- TO DO: How many lines in the records below contain the string "patio"? Case counts. Reply with the number only.
________________________
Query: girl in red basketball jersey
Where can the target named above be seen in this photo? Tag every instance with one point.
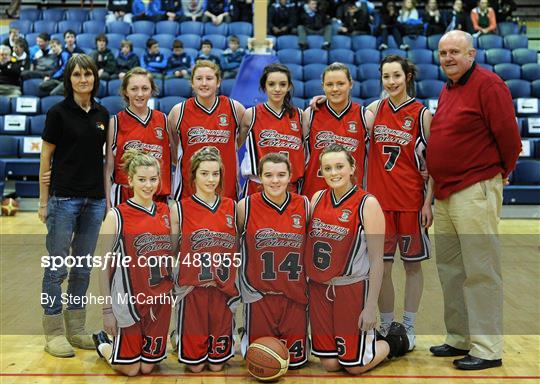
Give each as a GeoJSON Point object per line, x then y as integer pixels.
{"type": "Point", "coordinates": [396, 158]}
{"type": "Point", "coordinates": [274, 126]}
{"type": "Point", "coordinates": [338, 121]}
{"type": "Point", "coordinates": [141, 233]}
{"type": "Point", "coordinates": [344, 266]}
{"type": "Point", "coordinates": [206, 290]}
{"type": "Point", "coordinates": [206, 119]}
{"type": "Point", "coordinates": [141, 128]}
{"type": "Point", "coordinates": [273, 281]}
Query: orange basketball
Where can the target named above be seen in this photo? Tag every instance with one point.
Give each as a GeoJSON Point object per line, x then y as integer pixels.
{"type": "Point", "coordinates": [10, 206]}
{"type": "Point", "coordinates": [267, 359]}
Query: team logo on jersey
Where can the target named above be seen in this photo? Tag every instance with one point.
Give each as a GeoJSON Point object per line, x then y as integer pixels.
{"type": "Point", "coordinates": [345, 215]}
{"type": "Point", "coordinates": [223, 120]}
{"type": "Point", "coordinates": [229, 221]}
{"type": "Point", "coordinates": [159, 133]}
{"type": "Point", "coordinates": [408, 123]}
{"type": "Point", "coordinates": [297, 221]}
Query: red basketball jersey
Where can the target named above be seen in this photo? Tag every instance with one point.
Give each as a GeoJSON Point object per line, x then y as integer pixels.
{"type": "Point", "coordinates": [336, 244]}
{"type": "Point", "coordinates": [272, 132]}
{"type": "Point", "coordinates": [210, 232]}
{"type": "Point", "coordinates": [328, 127]}
{"type": "Point", "coordinates": [145, 236]}
{"type": "Point", "coordinates": [150, 135]}
{"type": "Point", "coordinates": [396, 155]}
{"type": "Point", "coordinates": [198, 127]}
{"type": "Point", "coordinates": [273, 245]}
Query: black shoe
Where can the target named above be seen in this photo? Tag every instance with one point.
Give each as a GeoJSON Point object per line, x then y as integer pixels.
{"type": "Point", "coordinates": [471, 363]}
{"type": "Point", "coordinates": [100, 338]}
{"type": "Point", "coordinates": [446, 350]}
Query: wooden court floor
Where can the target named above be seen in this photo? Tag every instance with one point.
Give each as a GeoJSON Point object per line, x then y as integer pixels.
{"type": "Point", "coordinates": [22, 359]}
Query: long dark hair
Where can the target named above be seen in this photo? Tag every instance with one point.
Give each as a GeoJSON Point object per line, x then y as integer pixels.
{"type": "Point", "coordinates": [277, 67]}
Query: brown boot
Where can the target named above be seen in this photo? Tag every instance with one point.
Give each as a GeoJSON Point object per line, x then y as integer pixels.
{"type": "Point", "coordinates": [56, 343]}
{"type": "Point", "coordinates": [75, 331]}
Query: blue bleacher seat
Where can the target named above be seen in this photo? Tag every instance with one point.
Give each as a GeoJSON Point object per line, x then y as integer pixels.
{"type": "Point", "coordinates": [177, 87]}
{"type": "Point", "coordinates": [367, 56]}
{"type": "Point", "coordinates": [508, 71]}
{"type": "Point", "coordinates": [290, 56]}
{"type": "Point", "coordinates": [341, 42]}
{"type": "Point", "coordinates": [416, 42]}
{"type": "Point", "coordinates": [287, 42]}
{"type": "Point", "coordinates": [420, 56]}
{"type": "Point", "coordinates": [168, 27]}
{"type": "Point", "coordinates": [143, 26]}
{"type": "Point", "coordinates": [47, 26]}
{"type": "Point", "coordinates": [507, 28]}
{"type": "Point", "coordinates": [498, 56]}
{"type": "Point", "coordinates": [427, 71]}
{"type": "Point", "coordinates": [516, 41]}
{"type": "Point", "coordinates": [429, 89]}
{"type": "Point", "coordinates": [193, 27]}
{"type": "Point", "coordinates": [368, 71]}
{"type": "Point", "coordinates": [241, 28]}
{"type": "Point", "coordinates": [524, 56]}
{"type": "Point", "coordinates": [298, 88]}
{"type": "Point", "coordinates": [313, 71]}
{"type": "Point", "coordinates": [53, 14]}
{"type": "Point", "coordinates": [490, 41]}
{"type": "Point", "coordinates": [212, 29]}
{"type": "Point", "coordinates": [48, 101]}
{"type": "Point", "coordinates": [119, 27]}
{"type": "Point", "coordinates": [94, 26]}
{"type": "Point", "coordinates": [74, 25]}
{"type": "Point", "coordinates": [341, 55]}
{"type": "Point", "coordinates": [313, 88]}
{"type": "Point", "coordinates": [218, 41]}
{"type": "Point", "coordinates": [315, 56]}
{"type": "Point", "coordinates": [530, 71]}
{"type": "Point", "coordinates": [370, 88]}
{"type": "Point", "coordinates": [364, 42]}
{"type": "Point", "coordinates": [519, 88]}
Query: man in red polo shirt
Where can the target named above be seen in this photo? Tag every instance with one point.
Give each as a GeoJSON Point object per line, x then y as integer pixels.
{"type": "Point", "coordinates": [473, 147]}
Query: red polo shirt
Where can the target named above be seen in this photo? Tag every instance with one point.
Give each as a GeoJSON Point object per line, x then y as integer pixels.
{"type": "Point", "coordinates": [474, 134]}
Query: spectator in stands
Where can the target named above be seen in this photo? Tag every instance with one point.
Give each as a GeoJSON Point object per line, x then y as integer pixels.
{"type": "Point", "coordinates": [356, 19]}
{"type": "Point", "coordinates": [153, 60]}
{"type": "Point", "coordinates": [389, 25]}
{"type": "Point", "coordinates": [52, 84]}
{"type": "Point", "coordinates": [119, 10]}
{"type": "Point", "coordinates": [314, 22]}
{"type": "Point", "coordinates": [242, 10]}
{"type": "Point", "coordinates": [41, 48]}
{"type": "Point", "coordinates": [436, 23]}
{"type": "Point", "coordinates": [282, 18]}
{"type": "Point", "coordinates": [127, 59]}
{"type": "Point", "coordinates": [147, 10]}
{"type": "Point", "coordinates": [10, 73]}
{"type": "Point", "coordinates": [206, 53]}
{"type": "Point", "coordinates": [69, 40]}
{"type": "Point", "coordinates": [232, 58]}
{"type": "Point", "coordinates": [179, 63]}
{"type": "Point", "coordinates": [104, 58]}
{"type": "Point", "coordinates": [483, 18]}
{"type": "Point", "coordinates": [459, 20]}
{"type": "Point", "coordinates": [20, 54]}
{"type": "Point", "coordinates": [217, 12]}
{"type": "Point", "coordinates": [193, 10]}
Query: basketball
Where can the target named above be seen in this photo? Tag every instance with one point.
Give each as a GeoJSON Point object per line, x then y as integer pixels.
{"type": "Point", "coordinates": [267, 359]}
{"type": "Point", "coordinates": [10, 206]}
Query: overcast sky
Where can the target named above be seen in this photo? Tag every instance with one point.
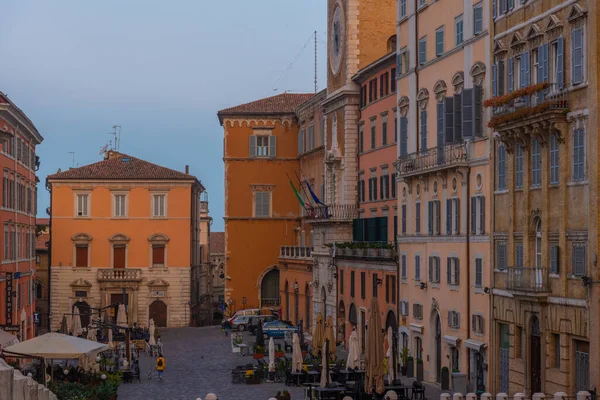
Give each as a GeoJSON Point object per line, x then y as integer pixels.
{"type": "Point", "coordinates": [160, 69]}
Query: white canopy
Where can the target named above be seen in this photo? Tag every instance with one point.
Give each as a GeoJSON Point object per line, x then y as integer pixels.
{"type": "Point", "coordinates": [57, 345]}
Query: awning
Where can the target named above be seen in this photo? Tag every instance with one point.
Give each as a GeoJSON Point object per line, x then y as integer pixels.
{"type": "Point", "coordinates": [451, 340]}
{"type": "Point", "coordinates": [475, 345]}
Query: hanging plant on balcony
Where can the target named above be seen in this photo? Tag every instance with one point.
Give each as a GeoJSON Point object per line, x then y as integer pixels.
{"type": "Point", "coordinates": [507, 98]}
{"type": "Point", "coordinates": [527, 112]}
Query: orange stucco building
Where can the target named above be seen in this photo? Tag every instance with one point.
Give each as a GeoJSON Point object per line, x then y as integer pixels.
{"type": "Point", "coordinates": [124, 225]}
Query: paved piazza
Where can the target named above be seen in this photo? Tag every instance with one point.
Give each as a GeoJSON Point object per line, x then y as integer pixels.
{"type": "Point", "coordinates": [199, 361]}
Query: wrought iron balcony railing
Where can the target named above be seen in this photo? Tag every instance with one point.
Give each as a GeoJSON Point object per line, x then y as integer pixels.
{"type": "Point", "coordinates": [527, 279]}
{"type": "Point", "coordinates": [433, 159]}
{"type": "Point", "coordinates": [119, 275]}
{"type": "Point", "coordinates": [339, 212]}
{"type": "Point", "coordinates": [301, 252]}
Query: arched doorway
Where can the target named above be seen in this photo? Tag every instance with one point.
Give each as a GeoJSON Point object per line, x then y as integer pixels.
{"type": "Point", "coordinates": [341, 337]}
{"type": "Point", "coordinates": [158, 312]}
{"type": "Point", "coordinates": [436, 338]}
{"type": "Point", "coordinates": [84, 312]}
{"type": "Point", "coordinates": [535, 348]}
{"type": "Point", "coordinates": [269, 289]}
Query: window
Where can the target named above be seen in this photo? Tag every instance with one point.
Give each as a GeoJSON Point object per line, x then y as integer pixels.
{"type": "Point", "coordinates": [423, 51]}
{"type": "Point", "coordinates": [262, 204]}
{"type": "Point", "coordinates": [81, 255]}
{"type": "Point", "coordinates": [373, 134]}
{"type": "Point", "coordinates": [82, 205]}
{"type": "Point", "coordinates": [478, 18]}
{"type": "Point", "coordinates": [577, 56]}
{"type": "Point", "coordinates": [478, 272]}
{"type": "Point", "coordinates": [554, 159]}
{"type": "Point", "coordinates": [453, 271]}
{"type": "Point", "coordinates": [578, 155]}
{"type": "Point", "coordinates": [518, 166]}
{"type": "Point", "coordinates": [263, 146]}
{"type": "Point", "coordinates": [159, 205]}
{"type": "Point", "coordinates": [120, 209]}
{"type": "Point", "coordinates": [417, 268]}
{"type": "Point", "coordinates": [459, 27]}
{"type": "Point", "coordinates": [501, 168]}
{"type": "Point", "coordinates": [439, 41]}
{"type": "Point", "coordinates": [363, 285]}
{"type": "Point", "coordinates": [434, 269]}
{"type": "Point", "coordinates": [501, 256]}
{"type": "Point", "coordinates": [578, 259]}
{"type": "Point", "coordinates": [418, 217]}
{"type": "Point", "coordinates": [158, 255]}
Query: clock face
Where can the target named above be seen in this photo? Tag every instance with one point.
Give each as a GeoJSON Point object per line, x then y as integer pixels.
{"type": "Point", "coordinates": [337, 40]}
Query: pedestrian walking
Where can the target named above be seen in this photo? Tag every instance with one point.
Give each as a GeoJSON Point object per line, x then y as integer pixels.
{"type": "Point", "coordinates": [160, 365]}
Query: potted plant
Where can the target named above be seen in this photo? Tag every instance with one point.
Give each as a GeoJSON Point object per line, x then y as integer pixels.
{"type": "Point", "coordinates": [419, 369]}
{"type": "Point", "coordinates": [410, 364]}
{"type": "Point", "coordinates": [445, 378]}
{"type": "Point", "coordinates": [404, 359]}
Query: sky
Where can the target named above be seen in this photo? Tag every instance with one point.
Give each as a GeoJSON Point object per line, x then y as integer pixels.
{"type": "Point", "coordinates": [159, 69]}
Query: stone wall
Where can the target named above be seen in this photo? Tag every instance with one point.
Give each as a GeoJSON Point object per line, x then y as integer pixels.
{"type": "Point", "coordinates": [15, 386]}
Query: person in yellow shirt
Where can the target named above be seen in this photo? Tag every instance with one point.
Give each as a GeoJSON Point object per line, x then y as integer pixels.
{"type": "Point", "coordinates": [160, 365]}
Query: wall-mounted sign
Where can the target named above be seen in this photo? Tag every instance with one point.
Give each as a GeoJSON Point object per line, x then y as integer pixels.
{"type": "Point", "coordinates": [8, 298]}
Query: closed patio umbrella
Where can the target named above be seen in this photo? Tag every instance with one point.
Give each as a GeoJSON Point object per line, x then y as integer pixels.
{"type": "Point", "coordinates": [296, 354]}
{"type": "Point", "coordinates": [374, 355]}
{"type": "Point", "coordinates": [76, 329]}
{"type": "Point", "coordinates": [331, 337]}
{"type": "Point", "coordinates": [318, 335]}
{"type": "Point", "coordinates": [353, 351]}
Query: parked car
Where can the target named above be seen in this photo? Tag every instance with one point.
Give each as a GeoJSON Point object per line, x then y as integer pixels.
{"type": "Point", "coordinates": [277, 329]}
{"type": "Point", "coordinates": [259, 319]}
{"type": "Point", "coordinates": [240, 322]}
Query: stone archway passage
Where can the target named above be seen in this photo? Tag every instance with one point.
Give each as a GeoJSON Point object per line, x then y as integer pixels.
{"type": "Point", "coordinates": [158, 312]}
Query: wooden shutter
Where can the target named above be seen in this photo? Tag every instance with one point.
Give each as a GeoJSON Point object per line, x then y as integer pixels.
{"type": "Point", "coordinates": [449, 122]}
{"type": "Point", "coordinates": [560, 62]}
{"type": "Point", "coordinates": [158, 255]}
{"type": "Point", "coordinates": [272, 146]}
{"type": "Point", "coordinates": [467, 113]}
{"type": "Point", "coordinates": [119, 256]}
{"type": "Point", "coordinates": [81, 255]}
{"type": "Point", "coordinates": [252, 146]}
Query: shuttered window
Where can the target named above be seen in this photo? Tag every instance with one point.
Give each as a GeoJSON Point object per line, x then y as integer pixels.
{"type": "Point", "coordinates": [81, 255]}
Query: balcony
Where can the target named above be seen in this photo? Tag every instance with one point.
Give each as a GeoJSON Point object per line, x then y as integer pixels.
{"type": "Point", "coordinates": [332, 213]}
{"type": "Point", "coordinates": [433, 159]}
{"type": "Point", "coordinates": [365, 250]}
{"type": "Point", "coordinates": [524, 281]}
{"type": "Point", "coordinates": [119, 275]}
{"type": "Point", "coordinates": [295, 252]}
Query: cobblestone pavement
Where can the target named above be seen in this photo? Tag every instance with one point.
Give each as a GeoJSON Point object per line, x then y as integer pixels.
{"type": "Point", "coordinates": [199, 361]}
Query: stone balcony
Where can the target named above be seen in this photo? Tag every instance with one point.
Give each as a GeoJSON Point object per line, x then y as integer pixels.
{"type": "Point", "coordinates": [524, 281]}
{"type": "Point", "coordinates": [295, 252]}
{"type": "Point", "coordinates": [119, 275]}
{"type": "Point", "coordinates": [433, 160]}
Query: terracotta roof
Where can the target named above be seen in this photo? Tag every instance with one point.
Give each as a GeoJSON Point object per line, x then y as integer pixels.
{"type": "Point", "coordinates": [122, 166]}
{"type": "Point", "coordinates": [284, 103]}
{"type": "Point", "coordinates": [40, 243]}
{"type": "Point", "coordinates": [217, 242]}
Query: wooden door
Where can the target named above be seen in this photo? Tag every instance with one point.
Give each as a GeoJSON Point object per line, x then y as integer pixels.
{"type": "Point", "coordinates": [119, 257]}
{"type": "Point", "coordinates": [158, 312]}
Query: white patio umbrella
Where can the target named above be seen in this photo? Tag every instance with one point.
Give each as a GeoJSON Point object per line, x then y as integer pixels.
{"type": "Point", "coordinates": [151, 328]}
{"type": "Point", "coordinates": [76, 329]}
{"type": "Point", "coordinates": [296, 354]}
{"type": "Point", "coordinates": [353, 351]}
{"type": "Point", "coordinates": [271, 355]}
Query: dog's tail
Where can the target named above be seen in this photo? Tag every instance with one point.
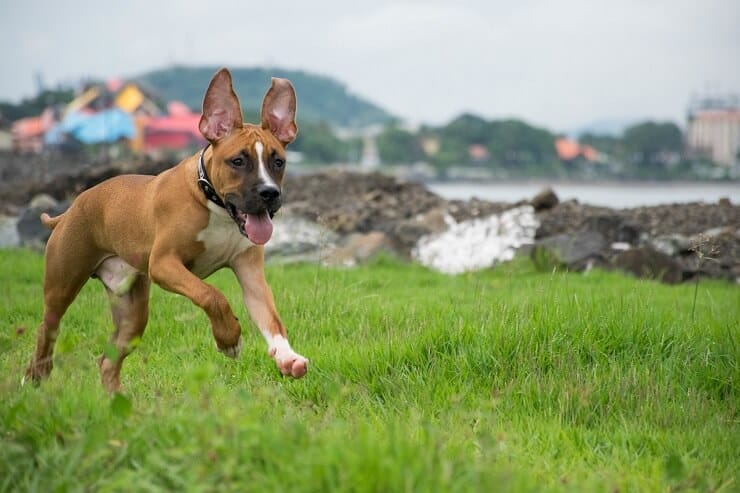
________________________
- RESULT: 2